Data provided:
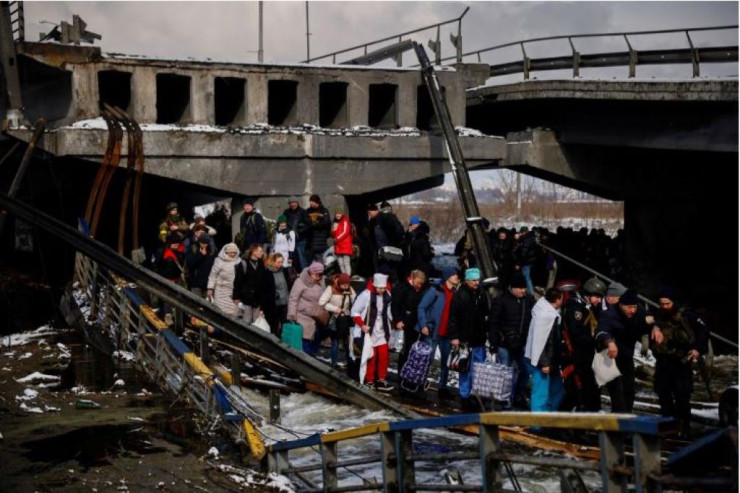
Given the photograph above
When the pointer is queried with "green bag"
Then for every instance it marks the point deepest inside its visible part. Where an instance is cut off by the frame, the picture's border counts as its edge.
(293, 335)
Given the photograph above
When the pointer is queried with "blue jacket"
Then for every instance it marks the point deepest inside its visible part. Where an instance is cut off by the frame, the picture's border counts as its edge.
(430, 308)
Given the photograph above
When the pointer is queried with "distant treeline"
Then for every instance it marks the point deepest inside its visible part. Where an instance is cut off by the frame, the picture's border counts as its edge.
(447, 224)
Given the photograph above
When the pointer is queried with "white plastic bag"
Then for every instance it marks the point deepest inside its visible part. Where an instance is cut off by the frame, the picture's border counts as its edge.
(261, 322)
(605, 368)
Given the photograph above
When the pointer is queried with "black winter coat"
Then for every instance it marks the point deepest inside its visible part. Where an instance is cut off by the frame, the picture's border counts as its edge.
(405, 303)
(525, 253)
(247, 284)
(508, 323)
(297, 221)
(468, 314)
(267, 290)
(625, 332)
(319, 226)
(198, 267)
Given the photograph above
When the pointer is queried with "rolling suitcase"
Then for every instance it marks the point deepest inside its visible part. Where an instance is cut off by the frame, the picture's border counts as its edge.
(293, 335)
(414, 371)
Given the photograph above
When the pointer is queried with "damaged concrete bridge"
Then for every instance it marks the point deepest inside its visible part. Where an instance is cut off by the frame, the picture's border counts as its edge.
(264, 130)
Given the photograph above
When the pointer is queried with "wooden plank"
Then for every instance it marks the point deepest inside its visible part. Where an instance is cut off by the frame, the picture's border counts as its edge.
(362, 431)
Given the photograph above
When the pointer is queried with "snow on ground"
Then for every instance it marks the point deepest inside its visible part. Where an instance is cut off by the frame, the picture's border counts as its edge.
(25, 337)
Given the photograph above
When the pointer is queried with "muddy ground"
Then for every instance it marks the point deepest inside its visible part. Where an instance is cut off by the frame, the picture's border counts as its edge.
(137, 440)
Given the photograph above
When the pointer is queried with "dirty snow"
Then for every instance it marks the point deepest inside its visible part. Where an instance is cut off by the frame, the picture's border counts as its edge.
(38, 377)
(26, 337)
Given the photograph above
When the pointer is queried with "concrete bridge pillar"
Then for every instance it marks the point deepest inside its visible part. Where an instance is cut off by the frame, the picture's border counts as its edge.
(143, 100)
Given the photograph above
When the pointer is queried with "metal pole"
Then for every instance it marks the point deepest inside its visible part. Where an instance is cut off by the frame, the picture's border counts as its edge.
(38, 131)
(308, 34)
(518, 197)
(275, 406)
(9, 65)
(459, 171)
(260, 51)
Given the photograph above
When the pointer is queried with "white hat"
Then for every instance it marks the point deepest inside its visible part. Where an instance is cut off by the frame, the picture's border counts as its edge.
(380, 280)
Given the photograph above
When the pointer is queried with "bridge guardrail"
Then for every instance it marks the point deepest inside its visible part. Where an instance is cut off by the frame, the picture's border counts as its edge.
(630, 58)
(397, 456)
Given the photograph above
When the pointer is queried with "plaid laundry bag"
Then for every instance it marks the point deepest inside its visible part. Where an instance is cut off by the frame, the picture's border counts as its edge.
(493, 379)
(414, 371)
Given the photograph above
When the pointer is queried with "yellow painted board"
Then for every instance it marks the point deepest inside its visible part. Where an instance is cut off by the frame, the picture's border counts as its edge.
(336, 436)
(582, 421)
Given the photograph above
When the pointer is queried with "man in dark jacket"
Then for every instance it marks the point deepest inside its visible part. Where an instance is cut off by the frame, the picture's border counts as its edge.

Your goal: In the copy, every entry must appear exactly as written, and no picture may appear.

Problem solution:
Given the photograph above
When the pointer is queried with "green bag"
Then for every instance it marks the point deepest inside its visible part. Where an instance is cut off by the frame, the picture's border counts as its edge.
(293, 335)
Given the photograph above
When the pointer is queried with "blue jacket"
Then for every instance it marks the point deepest inside its visible part. Where an instance is cut off by the frame, the picture's border counts as its edge.
(430, 308)
Given the photograph above
When the pointer is queried with "distant treeline"
Then for every instance it marks the point deepest inside its visible part. Where an instance is cut off by the frame, the picture's border counts as its edge.
(447, 224)
Given the photograph above
When the pointer is queried with "white plastic bag"
Then for every instance it marks the point deepest inside its visible part. Where an instance is cut off by the frame, the picture's border counts as its edge.
(261, 322)
(605, 368)
Given the photograph above
When the pointer is queried with "black winter coat"
Then for every instance it marks the point deepest inside its visible part. Where an instance is cut off by the frame, the picture's border counts as its edge.
(405, 303)
(525, 253)
(247, 284)
(508, 323)
(297, 221)
(468, 314)
(267, 290)
(625, 332)
(319, 226)
(198, 267)
Given the photograph above
When the pointer is queried with "rolling suitcase"
Then for every instance it marks the point deepest inside its visible part. Where an instance is cut off by the frame, the picture's border counts as its edge.
(293, 335)
(414, 371)
Given the photograph above
When the pointer is queried with "damaged concrete bridge"
Then for every instance it marks the point deepest inside its visible part. Where an instance is cut off by the frame, the picture's border counts as its edge.
(264, 130)
Given the photograph above
When the pointer is queried with "wooden plank"
Then for every instance it marks the point deepest inside its visible part. Where an instance is cut off by the frame, the picture's border counts as its edge.
(362, 431)
Given the photograph above
When the pointer is queried with "snow on ground"
Then for every instance it marks the point deepest inside its visible part. Where an instance is cut off by the frame, the picture's border counts as its edge.
(25, 337)
Given the photograph above
When the pointer is queried with "muddy ground"
Then for every instance it marks the point deepest inside its visible part. Where an instance is cut off by the frame, the picture's border counts as its edge.
(137, 440)
Given the photograph above
When the pointer is queried with "dirty snow"
Then for every instance it marks the point deepest inside its visible part. Where an instance is cut off by the frame, the picture's border counts as its edge.
(38, 377)
(26, 337)
Given the photograph above
When the pointer is queried with "concrete bridge pillar"
Then for every instance it marks the point deepest inside its visible part. Where an instance is cut off by the frame, the picture's border counts as its edge.
(143, 100)
Given the photograph above
When the pointer is queried with "metal pole"
Then for every instance it marks the point deepest inside its visible part. Where an instance is cut off by the frame, the picture's border counts as its edge.
(38, 131)
(308, 34)
(518, 197)
(275, 406)
(9, 65)
(459, 171)
(260, 51)
Given the photograph above
When the pointer is queried with "white hat"
Then for every instance it marks the point deepest inside its visible part. Where an instance is cut off by the frame, the picture's border counts as its edge.
(380, 280)
Given the photograph above
When the pointer is queried with "bridge guardrail"
Then for every instance it marks the point deepest inside its visible part. Where an instance is cut off by the frame, the picture's border counts as its edge.
(630, 58)
(397, 456)
Given the photograph above
When the pointer is queried with "plaid laundry bag"
Then for every instance it marks the point deepest inside its visible part. Where an instance is cut off by the frame, the picture's border counts as its edge.
(493, 379)
(414, 371)
Given the photograph above
When the pointer is queried with "yellow painted board"
Then for every instance it marks the point deepest inside its visible part. Where an instance is cut off by the frame, the picture's border counts as its edge.
(336, 436)
(582, 421)
Given the photograph above
When the pointer is queried with "man in dark jacket"
Then for every instance it marks the point deepest inside its visible part. Where an instance is cut off by the frame, the picture's border counts as its edge.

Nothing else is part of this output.